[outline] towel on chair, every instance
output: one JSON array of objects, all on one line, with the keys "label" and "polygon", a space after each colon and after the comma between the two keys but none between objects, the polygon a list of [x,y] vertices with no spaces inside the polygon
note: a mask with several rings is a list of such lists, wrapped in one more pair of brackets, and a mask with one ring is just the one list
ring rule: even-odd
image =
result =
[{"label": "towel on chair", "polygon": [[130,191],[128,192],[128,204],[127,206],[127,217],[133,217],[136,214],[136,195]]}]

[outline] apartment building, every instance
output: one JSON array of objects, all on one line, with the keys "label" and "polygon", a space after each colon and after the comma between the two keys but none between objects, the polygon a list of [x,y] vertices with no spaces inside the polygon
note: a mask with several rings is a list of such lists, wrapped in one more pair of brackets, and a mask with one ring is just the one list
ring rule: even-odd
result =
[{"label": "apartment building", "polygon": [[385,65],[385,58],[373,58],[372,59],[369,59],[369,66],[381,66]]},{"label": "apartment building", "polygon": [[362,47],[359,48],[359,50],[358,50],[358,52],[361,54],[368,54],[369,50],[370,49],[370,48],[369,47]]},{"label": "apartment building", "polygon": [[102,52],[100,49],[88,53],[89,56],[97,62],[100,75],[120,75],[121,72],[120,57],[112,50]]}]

########################################

Reproduce verbatim the lines above, starting with the line that contains "[outline] apartment building, every instance" and continuing through the last of the lines, with both ends included.

The result =
[outline] apartment building, every instance
output: one JSON array of objects, all on one line, with the keys "label" and "polygon", a space after each colon and after the comma between the two keys but none between objects, the polygon a list of [x,y] vertices with no spaces inside the polygon
note: a mask with several rings is a list of such lists, wrapped in one more pair of brackets, and a mask with one ring is just the one list
ring rule: even-odd
result =
[{"label": "apartment building", "polygon": [[385,65],[385,58],[373,58],[372,59],[369,59],[369,66],[381,66]]},{"label": "apartment building", "polygon": [[362,47],[359,48],[359,50],[358,50],[358,52],[361,54],[368,54],[369,50],[370,49],[370,48],[369,47]]},{"label": "apartment building", "polygon": [[102,52],[100,49],[88,53],[89,56],[97,62],[100,75],[120,75],[121,72],[120,57],[112,50]]}]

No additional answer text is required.